▶ _Task prompt_: Copy all of the material below in full, and scale every coordinate in the answer polygons by 1.5, rounding each to a whole number with halves rounded up. Leave the requests and the "sample output" lines unchanged.

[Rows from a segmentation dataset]
━━━━

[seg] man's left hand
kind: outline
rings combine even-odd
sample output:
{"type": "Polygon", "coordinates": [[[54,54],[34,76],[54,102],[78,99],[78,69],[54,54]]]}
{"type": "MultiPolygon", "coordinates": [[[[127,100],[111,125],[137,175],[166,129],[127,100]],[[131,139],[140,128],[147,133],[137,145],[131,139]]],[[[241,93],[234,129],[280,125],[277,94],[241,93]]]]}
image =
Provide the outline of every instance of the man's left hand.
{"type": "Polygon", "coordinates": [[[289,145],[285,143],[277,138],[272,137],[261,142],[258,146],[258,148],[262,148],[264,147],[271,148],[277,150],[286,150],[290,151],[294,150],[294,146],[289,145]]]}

━━━━

▶ _Exercise solution_:
[seg] man's left hand
kind: outline
rings combine even-odd
sample output:
{"type": "Polygon", "coordinates": [[[54,54],[34,76],[54,102],[78,99],[78,69],[54,54]]]}
{"type": "MultiPolygon", "coordinates": [[[[127,100],[111,125],[137,175],[166,129],[127,100]],[[131,139],[140,128],[147,133],[137,145],[131,139]]],[[[241,93],[234,129],[280,125],[277,94],[241,93]]]]}
image =
Provide the outline of every instance of the man's left hand.
{"type": "Polygon", "coordinates": [[[434,218],[428,215],[416,207],[408,206],[392,213],[387,219],[387,222],[393,222],[396,221],[407,222],[416,225],[429,225],[435,227],[441,225],[441,219],[434,218]]]}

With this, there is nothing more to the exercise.